===== READING TEXT =====

There have been a variety of other bikers that we’ve met along the way. Yesterday we passed by Mike from Junea, Alaska who was traveling in the opposite direction. It’s interesting to exchange stories with people and give/get tips for what’s to come on our adventures.

Mike from Juneau

Mike from Juneau

There also hasn’t been much cell phone service on this leg of our journey. It’s been a little unnerving seeing “no service” on my screen all day, but I’m glad we’re traveling together. My mom has been sticking more closely to us because we just can’t contact each other by phone otherwise. It’s been a huge help having her as our support person for this trip. Yes, people bike tour without a support vehicle, but we wouldn’t be able to go as far because we’d be carrying so much more stuff and we wouldn’t have a dry car to hop into when it starts pouring rain. Most importantly, is that she watches out for our safety. We used other touring maps to help plan our route, but some of our route isn’t on those maps and there’s no way of knowing what the roads will be like. Sometimes there are huge shoulders with smooth pavement, but once in a while it’ll be winding roads with no shoulder and huge logging trucks going by. When things get too hairy we can load our bikes onto the car and be driven until it is safer. Other cyclists don’t have that luxury, and for that we are extremely thankful. Thanks, mom! Plus, it’s been fun having a running buddy with me at the end of the day.

We made the decision to skip ahead by car for a few days of our trip in Idaho. That way we can really explore Vancouver Island and maybe see a little bit more of Seattle. We’re more interested in those parts of our trip versus what we would see in Idaho (no offense, Idaho, I’m sure you’re great, but we only have 6 weeks). This way we’ll feel less stressed about getting to the end and will really have the time to explore what we want.

Also, a very important announcement is that my dad and I finally came up with names for our bikes. His is Silver and mine is Brawn. That way he can say “High Ho Silver!” and I can say, “Come on, Brawn!” Your mind goes to some weird places when you’re on your bike for hours on end each day.

===== DATASET =====

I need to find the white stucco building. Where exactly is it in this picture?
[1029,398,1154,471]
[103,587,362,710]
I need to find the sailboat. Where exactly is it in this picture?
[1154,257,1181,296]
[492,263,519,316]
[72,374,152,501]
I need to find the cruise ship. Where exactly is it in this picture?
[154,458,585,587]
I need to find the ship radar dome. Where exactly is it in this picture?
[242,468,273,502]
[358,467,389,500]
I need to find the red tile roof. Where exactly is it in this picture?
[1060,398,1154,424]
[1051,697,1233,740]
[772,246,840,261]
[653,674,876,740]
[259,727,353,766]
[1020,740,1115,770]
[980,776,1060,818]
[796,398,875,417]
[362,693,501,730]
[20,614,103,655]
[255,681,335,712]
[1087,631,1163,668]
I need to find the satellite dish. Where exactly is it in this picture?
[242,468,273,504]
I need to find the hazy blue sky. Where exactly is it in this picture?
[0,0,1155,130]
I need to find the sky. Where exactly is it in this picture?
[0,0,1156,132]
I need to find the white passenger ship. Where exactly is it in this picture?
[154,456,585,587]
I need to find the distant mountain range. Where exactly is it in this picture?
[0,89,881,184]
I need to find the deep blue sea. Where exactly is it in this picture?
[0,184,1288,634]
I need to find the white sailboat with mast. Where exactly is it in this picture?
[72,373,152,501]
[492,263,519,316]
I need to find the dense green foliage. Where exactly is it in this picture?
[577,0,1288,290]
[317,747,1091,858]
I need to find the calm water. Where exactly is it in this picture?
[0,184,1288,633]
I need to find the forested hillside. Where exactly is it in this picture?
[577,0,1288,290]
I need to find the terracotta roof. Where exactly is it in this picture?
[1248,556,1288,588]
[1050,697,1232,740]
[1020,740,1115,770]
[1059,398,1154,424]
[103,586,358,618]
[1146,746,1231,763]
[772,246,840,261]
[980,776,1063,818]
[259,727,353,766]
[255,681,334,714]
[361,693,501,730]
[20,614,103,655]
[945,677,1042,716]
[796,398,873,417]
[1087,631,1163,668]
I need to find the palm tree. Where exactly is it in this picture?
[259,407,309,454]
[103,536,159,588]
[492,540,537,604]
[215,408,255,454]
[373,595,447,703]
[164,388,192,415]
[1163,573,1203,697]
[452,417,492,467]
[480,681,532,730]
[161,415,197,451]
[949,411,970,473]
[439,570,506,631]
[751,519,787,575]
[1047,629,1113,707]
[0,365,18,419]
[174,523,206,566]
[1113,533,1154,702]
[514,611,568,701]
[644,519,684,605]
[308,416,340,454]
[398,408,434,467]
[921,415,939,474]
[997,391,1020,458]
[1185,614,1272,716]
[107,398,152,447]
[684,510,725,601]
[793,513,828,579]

=====

PROBLEM – Keep going with the bike-trip blog post, starting right after its last sentence.

ANSWER TO THE PROBLEM –
A Funny Story: In case you wanted to get your laugh in for the day, I’ll let you in on a stupid story that happened to us the other morning. In the Eastern part of Oregon apparently it’s popular to water your lawns, which is foreign to us in Vermont because our grass is almost always green. I don’t really understand it as green lawns look so out of place in a desert, but whatever floats your boat I guess. The other morning my mom and I were awoken to something hitting the side of our tent. Suddenly, she yelled, “the sprinklers!!!” My mom turned to panic mode and I of course just started laughing. Our tent wasn’t even on the grass, but on the dirt part of our tent site. We hadn’t been warned about the sprinklers and they got our fire pit, picnic table, and tent a sopping wet mess. It was a great morning.

That’s all for now. Happy Trails!

The Olympic Peninsula

The first four days of touring have been a success! We landed in Seattle on Tuesday, drove to Manchester State Park, then biked to Sequim Bay State Park, Lake Pleasant RV Park in Beaver, Hoh Rain Forest Visitor Center, and now we’re in Hoquiam, Washington. We’re making our way around the Olympic Peninsula on highway 101.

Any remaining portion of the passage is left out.